- Data entries:
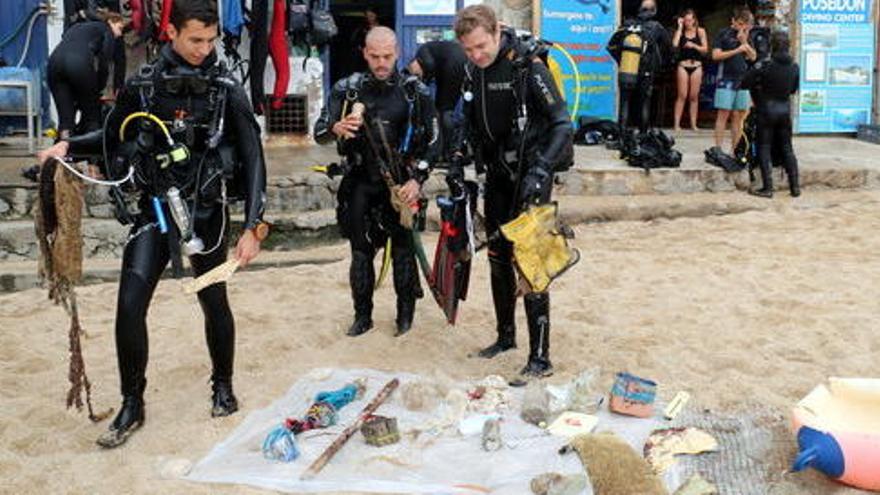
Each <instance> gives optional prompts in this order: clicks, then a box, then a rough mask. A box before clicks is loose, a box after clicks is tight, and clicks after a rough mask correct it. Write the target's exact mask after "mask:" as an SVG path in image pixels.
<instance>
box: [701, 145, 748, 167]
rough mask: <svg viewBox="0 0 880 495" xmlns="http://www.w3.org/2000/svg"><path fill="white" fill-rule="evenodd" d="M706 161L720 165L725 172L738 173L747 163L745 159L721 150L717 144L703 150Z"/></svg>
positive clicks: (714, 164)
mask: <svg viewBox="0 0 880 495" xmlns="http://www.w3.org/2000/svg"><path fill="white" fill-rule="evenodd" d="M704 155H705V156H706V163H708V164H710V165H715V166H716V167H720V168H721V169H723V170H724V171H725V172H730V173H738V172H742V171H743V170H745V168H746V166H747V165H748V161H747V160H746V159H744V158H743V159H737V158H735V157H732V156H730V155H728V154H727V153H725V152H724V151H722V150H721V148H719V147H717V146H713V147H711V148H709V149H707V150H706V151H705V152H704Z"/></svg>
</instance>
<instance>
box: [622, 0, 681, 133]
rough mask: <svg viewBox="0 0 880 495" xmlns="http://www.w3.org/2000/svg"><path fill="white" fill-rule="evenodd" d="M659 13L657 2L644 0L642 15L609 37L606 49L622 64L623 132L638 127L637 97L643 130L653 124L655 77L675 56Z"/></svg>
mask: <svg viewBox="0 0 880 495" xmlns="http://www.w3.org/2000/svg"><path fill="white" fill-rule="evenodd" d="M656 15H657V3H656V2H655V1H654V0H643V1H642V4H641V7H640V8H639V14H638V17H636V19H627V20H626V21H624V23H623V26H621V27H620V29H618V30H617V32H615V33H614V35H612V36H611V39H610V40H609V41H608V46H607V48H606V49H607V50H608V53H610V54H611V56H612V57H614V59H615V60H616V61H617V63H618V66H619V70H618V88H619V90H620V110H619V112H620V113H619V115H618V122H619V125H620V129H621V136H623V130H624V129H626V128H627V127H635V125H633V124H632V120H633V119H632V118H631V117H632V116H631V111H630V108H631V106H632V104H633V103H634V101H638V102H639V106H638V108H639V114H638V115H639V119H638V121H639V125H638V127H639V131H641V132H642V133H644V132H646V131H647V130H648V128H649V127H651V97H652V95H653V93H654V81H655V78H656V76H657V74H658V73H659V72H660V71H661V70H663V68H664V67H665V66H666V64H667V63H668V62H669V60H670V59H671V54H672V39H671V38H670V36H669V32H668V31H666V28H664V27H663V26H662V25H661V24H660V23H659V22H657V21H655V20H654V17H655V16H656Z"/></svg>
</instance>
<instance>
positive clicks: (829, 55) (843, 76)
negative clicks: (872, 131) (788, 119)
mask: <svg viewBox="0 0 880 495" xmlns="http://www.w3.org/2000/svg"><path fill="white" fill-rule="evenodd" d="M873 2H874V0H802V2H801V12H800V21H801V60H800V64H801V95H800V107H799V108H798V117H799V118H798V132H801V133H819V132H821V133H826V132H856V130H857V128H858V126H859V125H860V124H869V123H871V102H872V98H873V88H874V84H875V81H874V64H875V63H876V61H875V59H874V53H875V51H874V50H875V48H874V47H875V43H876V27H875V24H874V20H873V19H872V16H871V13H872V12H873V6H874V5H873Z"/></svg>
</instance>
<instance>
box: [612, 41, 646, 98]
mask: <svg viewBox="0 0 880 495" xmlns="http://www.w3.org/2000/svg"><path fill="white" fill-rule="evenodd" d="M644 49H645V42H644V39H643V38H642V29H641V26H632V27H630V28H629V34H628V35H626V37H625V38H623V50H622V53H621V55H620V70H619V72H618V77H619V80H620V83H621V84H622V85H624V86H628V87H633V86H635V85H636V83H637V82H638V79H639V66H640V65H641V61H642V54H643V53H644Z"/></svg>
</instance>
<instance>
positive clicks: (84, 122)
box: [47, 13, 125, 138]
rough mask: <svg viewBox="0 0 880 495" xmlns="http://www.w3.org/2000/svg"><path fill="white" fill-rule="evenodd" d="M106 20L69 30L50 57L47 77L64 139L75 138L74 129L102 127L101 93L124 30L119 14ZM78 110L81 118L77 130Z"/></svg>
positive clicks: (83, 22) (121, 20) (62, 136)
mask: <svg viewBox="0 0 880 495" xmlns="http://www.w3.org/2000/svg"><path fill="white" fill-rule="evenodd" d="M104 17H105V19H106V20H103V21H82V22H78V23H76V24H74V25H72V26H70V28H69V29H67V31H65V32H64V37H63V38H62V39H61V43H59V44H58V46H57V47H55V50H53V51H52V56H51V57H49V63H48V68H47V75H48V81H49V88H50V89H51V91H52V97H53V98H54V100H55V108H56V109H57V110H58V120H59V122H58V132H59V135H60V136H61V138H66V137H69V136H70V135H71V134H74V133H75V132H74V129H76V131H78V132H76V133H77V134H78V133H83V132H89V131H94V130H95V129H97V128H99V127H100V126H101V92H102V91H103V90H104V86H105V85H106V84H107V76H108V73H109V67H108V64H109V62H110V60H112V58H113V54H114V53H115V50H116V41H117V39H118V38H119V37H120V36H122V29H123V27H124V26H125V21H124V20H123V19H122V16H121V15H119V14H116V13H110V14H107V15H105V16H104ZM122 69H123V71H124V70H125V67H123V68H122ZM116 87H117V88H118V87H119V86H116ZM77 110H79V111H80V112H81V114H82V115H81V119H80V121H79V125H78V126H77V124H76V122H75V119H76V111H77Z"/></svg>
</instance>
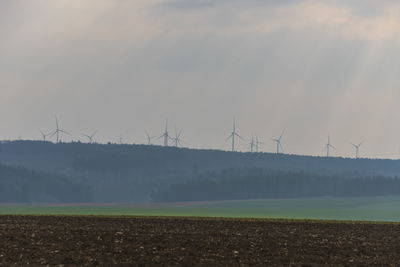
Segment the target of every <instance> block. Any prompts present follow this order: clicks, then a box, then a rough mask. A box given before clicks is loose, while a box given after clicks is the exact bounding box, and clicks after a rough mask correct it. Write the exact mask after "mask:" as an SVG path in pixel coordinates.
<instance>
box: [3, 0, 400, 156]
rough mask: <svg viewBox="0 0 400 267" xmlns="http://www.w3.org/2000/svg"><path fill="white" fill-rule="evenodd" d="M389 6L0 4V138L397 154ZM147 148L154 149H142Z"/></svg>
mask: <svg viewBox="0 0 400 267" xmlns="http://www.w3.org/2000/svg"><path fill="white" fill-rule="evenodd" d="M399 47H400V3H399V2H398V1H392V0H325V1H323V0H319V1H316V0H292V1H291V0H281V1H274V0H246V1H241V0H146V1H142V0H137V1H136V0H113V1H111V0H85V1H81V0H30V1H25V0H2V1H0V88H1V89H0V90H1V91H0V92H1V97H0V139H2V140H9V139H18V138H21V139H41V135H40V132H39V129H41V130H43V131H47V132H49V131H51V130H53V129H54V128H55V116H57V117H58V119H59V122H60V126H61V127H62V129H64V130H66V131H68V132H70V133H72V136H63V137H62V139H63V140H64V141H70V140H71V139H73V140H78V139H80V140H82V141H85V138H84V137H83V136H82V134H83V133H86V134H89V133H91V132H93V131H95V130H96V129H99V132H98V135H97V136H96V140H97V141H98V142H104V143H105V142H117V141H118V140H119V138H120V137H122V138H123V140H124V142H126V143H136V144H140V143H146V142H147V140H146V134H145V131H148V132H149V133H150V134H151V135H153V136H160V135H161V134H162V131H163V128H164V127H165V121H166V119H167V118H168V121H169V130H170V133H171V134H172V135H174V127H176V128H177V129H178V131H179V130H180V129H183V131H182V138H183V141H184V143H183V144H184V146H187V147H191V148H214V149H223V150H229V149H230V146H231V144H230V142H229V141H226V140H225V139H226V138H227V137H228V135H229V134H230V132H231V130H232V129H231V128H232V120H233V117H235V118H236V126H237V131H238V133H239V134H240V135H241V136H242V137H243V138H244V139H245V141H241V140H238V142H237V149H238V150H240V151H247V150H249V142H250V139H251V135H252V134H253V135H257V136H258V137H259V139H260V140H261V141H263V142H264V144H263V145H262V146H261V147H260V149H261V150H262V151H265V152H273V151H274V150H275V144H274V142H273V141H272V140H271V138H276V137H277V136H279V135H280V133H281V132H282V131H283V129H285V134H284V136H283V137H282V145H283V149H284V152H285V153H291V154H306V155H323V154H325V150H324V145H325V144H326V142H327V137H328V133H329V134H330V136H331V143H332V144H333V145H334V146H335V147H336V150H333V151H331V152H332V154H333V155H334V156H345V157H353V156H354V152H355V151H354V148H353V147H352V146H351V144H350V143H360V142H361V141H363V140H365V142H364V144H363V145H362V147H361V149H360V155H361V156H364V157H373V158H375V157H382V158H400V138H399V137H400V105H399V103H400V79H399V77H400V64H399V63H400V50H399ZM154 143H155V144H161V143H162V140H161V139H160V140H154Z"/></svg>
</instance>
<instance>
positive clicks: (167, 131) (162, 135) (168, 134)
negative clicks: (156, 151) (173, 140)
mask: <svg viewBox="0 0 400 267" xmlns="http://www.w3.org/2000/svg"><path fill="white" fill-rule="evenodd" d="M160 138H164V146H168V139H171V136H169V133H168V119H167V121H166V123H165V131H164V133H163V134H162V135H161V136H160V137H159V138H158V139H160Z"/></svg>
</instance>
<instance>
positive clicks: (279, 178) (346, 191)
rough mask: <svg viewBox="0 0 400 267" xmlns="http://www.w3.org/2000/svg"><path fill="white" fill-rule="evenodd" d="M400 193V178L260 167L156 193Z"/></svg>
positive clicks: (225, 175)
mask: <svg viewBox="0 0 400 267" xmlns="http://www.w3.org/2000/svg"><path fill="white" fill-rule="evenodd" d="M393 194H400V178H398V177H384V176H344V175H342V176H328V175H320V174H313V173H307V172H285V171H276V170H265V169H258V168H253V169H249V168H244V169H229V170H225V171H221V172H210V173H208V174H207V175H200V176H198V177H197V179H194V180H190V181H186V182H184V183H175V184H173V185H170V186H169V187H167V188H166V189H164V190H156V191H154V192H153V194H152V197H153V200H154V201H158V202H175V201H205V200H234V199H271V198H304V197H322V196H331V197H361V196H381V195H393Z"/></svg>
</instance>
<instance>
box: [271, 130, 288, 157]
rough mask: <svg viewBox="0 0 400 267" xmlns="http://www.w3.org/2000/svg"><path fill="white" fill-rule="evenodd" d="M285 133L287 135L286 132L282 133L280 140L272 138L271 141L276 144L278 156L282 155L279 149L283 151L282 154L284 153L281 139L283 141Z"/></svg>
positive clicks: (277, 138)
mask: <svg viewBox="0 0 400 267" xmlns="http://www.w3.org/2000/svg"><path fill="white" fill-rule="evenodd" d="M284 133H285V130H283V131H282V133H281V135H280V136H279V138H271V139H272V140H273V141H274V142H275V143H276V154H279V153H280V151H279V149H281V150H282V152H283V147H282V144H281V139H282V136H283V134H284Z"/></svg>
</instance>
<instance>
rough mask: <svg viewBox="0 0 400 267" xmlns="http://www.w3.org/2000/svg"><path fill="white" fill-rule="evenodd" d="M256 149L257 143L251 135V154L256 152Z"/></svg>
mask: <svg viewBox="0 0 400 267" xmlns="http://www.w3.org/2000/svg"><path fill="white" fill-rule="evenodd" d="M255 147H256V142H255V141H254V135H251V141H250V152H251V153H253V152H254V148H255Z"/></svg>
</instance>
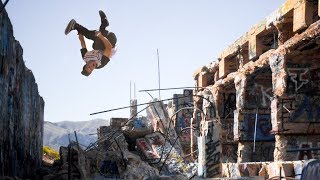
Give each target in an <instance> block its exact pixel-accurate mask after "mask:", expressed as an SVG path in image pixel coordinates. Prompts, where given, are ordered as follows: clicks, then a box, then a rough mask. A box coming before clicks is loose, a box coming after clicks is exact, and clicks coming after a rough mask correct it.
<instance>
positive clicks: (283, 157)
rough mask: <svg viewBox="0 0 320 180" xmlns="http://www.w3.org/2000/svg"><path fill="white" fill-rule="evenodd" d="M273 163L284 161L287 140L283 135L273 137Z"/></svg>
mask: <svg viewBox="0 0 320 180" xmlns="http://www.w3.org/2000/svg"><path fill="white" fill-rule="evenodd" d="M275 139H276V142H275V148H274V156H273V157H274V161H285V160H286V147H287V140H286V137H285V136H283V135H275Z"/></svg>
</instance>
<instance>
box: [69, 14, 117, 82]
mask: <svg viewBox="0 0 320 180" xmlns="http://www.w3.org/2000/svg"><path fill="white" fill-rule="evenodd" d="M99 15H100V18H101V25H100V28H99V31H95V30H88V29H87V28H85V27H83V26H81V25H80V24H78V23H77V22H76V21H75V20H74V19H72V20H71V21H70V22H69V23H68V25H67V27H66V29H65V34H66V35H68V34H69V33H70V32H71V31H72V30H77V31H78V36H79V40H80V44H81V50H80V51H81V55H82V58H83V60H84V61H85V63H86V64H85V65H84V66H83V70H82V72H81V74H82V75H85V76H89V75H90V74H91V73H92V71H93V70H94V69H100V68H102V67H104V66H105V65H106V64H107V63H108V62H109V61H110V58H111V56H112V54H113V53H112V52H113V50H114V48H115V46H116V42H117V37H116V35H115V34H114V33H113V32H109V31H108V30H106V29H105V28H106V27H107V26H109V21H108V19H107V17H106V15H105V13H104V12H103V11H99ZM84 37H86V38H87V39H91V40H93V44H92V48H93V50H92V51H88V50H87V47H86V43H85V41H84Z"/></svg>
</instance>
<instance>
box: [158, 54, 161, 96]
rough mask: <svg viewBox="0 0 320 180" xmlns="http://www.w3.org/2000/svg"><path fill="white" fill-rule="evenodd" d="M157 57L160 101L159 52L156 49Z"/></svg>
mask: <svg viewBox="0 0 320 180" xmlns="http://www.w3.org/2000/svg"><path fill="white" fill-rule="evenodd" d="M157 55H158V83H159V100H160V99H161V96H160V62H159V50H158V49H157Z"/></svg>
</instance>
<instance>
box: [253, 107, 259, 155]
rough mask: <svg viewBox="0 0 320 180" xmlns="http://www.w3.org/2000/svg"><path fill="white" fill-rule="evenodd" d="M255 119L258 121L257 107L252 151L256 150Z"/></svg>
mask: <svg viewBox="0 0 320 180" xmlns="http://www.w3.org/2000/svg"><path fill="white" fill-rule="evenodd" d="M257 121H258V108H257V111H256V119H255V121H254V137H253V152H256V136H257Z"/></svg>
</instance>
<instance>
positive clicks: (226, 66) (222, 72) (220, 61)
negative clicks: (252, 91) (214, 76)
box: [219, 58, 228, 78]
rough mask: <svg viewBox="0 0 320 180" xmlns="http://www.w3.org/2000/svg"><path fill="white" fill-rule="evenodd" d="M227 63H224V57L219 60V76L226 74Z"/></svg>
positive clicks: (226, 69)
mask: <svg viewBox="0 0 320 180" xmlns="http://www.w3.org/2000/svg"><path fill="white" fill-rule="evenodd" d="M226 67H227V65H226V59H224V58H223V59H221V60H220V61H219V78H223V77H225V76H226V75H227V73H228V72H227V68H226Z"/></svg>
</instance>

- TASK OBJECTIVE:
Copy out, character for character, everything in the material from the line containing "20L69 30L50 57L47" down to the line containing "positive clicks: (83, 22) (121, 20) (62, 136)", including both of those lines.

- ANSWER BELOW:
rough mask: <svg viewBox="0 0 880 495" xmlns="http://www.w3.org/2000/svg"><path fill="white" fill-rule="evenodd" d="M106 20L69 30L50 57L47 77L64 139L75 138L74 129L102 127L101 93L124 30L119 14ZM78 110L81 118L77 130Z"/></svg>
positive clicks: (83, 22) (121, 20) (62, 136)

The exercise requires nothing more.